▶ [Aim of the exercise]
Copy exactly the lines from the beginning of the data down to and including the line holding "point: the chair", without any pictures.

▶ [Raw data]

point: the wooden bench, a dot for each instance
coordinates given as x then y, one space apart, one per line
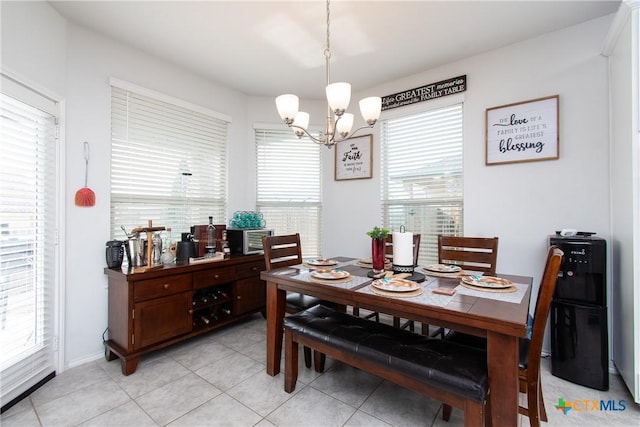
453 374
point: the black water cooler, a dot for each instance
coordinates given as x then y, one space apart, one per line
579 337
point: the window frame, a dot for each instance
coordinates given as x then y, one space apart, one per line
311 232
187 202
428 244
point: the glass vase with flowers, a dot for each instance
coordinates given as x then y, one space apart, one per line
378 248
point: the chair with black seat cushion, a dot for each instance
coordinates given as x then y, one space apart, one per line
529 379
470 253
284 251
389 256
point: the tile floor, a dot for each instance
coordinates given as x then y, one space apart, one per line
219 380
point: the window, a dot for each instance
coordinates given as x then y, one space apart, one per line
168 162
28 228
422 175
289 173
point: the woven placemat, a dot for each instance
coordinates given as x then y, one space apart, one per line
396 294
511 288
330 281
320 267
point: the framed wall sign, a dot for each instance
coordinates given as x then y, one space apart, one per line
523 132
353 158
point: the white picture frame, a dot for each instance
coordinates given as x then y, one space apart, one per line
353 158
523 132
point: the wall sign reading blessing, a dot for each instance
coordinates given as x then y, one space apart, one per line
523 132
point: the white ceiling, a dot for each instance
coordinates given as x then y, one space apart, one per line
266 48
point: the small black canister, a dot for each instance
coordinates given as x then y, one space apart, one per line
114 253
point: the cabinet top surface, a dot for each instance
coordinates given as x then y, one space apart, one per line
184 267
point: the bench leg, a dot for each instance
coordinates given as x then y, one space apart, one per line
446 412
318 360
290 361
473 414
307 356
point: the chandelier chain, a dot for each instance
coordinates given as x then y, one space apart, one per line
333 133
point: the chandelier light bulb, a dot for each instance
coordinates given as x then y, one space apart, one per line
344 124
370 109
301 123
338 96
287 106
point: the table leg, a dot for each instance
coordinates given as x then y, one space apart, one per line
276 300
502 360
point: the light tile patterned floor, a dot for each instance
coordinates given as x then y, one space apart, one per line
220 380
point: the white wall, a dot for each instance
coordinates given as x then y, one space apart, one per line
520 203
34 43
92 60
625 197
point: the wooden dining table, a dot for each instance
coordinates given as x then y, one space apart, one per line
501 320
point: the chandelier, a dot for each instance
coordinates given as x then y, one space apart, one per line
338 97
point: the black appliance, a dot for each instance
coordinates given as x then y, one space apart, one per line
579 333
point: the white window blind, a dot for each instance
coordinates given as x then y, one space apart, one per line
422 175
27 243
289 172
168 164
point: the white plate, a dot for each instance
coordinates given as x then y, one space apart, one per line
395 285
321 262
443 268
487 282
329 274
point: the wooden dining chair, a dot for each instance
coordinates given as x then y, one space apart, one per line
470 253
389 256
284 251
529 379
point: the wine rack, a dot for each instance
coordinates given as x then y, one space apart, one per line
153 309
211 306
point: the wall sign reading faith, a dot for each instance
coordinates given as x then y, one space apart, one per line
523 132
353 158
425 93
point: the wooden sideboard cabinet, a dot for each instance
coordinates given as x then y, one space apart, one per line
160 307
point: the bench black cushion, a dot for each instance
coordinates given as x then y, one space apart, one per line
446 365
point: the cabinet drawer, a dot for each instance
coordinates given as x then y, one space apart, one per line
249 269
215 276
162 286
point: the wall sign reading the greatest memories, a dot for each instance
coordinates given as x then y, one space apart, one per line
523 132
353 158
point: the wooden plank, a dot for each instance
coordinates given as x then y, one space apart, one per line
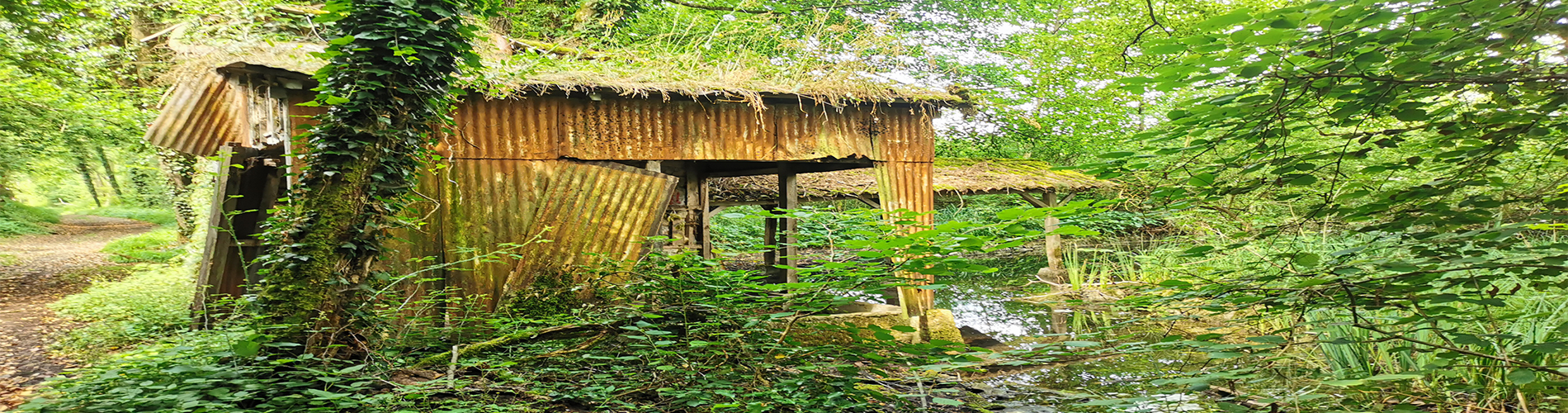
220 245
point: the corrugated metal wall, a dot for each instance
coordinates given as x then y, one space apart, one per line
517 219
198 116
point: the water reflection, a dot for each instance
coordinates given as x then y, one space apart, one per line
985 303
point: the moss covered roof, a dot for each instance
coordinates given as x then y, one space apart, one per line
625 73
954 176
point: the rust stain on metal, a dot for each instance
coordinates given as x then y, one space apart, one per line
900 134
198 116
635 129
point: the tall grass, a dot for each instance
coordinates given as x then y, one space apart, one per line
1524 329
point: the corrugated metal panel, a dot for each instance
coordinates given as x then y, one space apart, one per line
907 186
902 134
578 207
815 132
416 250
507 129
198 116
642 129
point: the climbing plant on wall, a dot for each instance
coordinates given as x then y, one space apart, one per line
388 92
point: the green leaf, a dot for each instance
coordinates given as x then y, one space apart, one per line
247 348
1225 21
1521 376
1203 179
1306 259
941 401
1391 377
1410 115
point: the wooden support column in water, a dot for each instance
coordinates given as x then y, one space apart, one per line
789 198
698 214
1056 269
909 186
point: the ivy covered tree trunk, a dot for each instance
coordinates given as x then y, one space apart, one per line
87 179
181 170
388 90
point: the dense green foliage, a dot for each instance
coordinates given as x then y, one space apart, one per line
1432 129
386 90
1360 202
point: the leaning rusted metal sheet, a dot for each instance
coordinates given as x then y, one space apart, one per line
640 129
806 132
519 219
507 127
902 134
414 254
198 116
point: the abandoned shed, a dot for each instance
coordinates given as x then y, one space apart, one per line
552 174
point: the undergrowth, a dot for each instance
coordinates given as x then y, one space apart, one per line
17 219
149 303
154 247
163 217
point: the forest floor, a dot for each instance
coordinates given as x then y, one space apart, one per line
36 270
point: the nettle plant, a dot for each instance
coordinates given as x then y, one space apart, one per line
1435 129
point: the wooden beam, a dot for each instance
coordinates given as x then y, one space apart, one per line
745 172
869 202
1032 200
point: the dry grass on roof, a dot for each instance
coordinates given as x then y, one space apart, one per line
954 176
627 73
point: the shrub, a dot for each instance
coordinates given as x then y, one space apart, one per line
156 247
149 303
204 371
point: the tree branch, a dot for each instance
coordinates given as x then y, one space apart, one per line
777 12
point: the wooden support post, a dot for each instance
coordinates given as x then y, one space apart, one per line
698 216
220 270
789 198
1056 269
770 244
909 186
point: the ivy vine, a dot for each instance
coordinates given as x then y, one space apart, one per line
388 87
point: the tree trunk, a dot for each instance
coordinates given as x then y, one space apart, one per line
87 178
362 162
181 170
109 173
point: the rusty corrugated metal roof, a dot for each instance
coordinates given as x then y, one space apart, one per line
198 116
951 176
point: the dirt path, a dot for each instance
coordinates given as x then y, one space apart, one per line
36 270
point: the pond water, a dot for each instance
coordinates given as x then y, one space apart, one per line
984 303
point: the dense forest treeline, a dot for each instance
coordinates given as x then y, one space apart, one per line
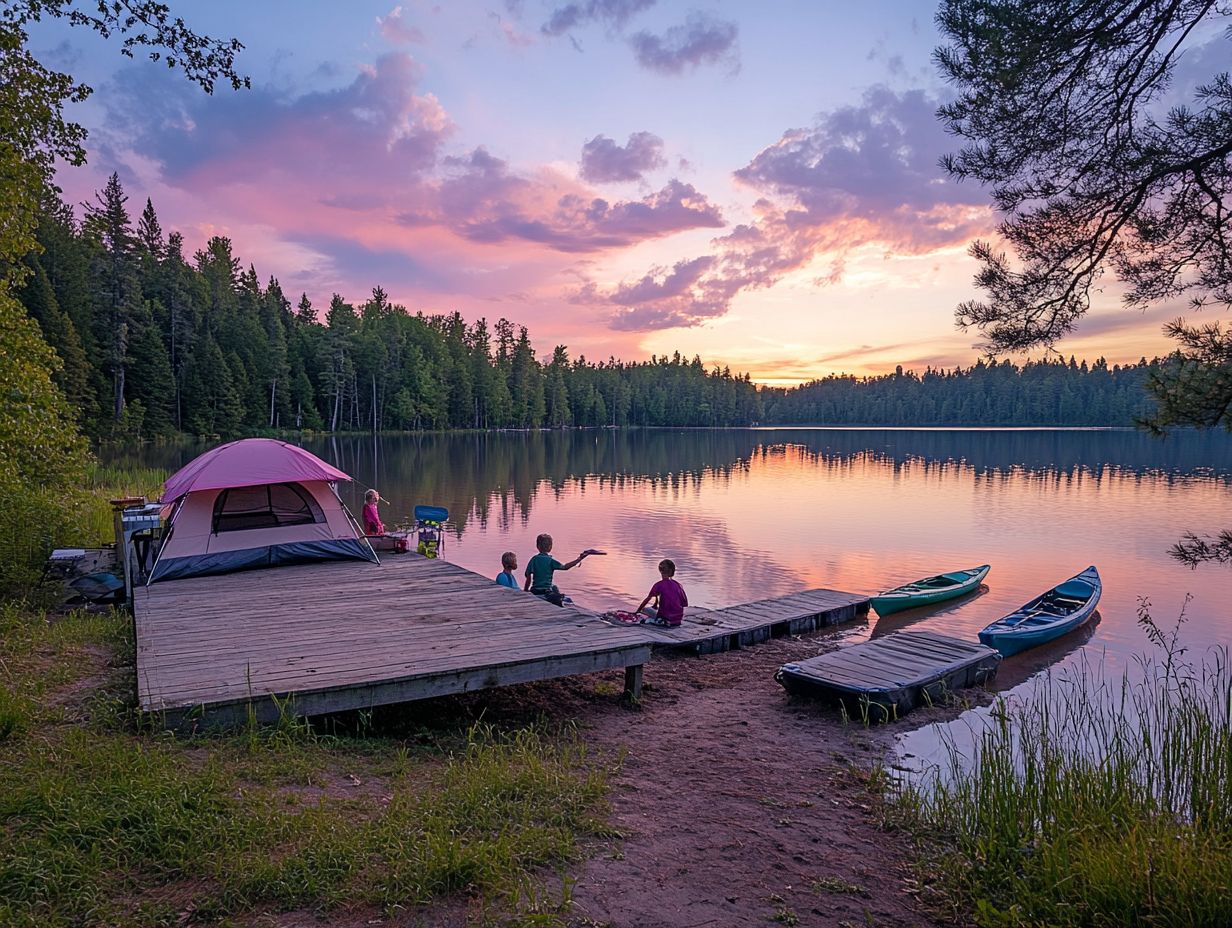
154 343
1050 392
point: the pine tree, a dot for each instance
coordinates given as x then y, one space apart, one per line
117 293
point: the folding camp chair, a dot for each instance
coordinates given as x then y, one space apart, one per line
429 529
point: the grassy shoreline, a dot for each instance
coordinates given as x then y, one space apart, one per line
1092 801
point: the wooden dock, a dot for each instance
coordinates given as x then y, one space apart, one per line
709 631
344 635
885 678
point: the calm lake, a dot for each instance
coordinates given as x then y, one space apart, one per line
755 513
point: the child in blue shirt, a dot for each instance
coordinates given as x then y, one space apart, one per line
506 578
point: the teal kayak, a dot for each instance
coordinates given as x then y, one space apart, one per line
929 590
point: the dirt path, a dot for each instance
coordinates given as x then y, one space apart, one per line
741 806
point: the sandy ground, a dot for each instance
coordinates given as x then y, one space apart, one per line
737 805
741 805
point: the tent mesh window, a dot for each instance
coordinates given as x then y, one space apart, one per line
267 507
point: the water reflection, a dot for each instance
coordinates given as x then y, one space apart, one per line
758 513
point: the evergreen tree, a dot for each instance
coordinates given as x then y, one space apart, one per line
117 287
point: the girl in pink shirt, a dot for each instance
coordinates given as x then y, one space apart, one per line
372 524
669 598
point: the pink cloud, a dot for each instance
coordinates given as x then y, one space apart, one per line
861 175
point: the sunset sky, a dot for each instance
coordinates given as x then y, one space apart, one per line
752 183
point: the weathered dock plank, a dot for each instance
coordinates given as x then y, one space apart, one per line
713 630
887 677
349 635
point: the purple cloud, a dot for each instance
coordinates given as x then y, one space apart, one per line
660 284
487 203
701 40
397 31
860 175
373 126
866 160
612 12
604 160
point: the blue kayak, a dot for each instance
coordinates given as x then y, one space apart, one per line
1047 616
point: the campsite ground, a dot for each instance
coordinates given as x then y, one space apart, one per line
737 804
717 801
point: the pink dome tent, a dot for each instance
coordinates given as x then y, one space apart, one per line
255 503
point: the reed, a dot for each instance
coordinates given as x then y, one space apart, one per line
95 523
1095 800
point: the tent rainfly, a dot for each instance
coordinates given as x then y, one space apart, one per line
255 503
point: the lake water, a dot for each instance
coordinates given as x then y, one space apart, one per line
755 513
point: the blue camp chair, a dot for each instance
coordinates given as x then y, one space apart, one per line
429 521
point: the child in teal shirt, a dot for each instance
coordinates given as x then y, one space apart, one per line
541 567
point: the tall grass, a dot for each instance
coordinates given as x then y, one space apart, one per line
104 483
1092 801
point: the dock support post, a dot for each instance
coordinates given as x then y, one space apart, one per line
633 682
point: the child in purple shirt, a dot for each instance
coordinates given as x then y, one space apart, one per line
669 597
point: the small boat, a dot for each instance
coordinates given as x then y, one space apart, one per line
930 589
1049 616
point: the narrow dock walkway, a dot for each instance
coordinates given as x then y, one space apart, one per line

▶ [Exercise answer]
point: the wooden bench, a dot for each instance
coordinates given as x then y, one space apart, one per line
453 374
point: the black water cooler, a dot for each instance
coordinates given as x then y, one space apart, one per line
579 337
point: the window frame, a dot for each instance
coordinates given as x then y, one space apart, one per line
311 232
187 202
428 244
point: the glass vase with flowers, a dot for each instance
coordinates given as x then y, one space apart, one per line
378 248
point: the chair with black seat cushion, a dot for each instance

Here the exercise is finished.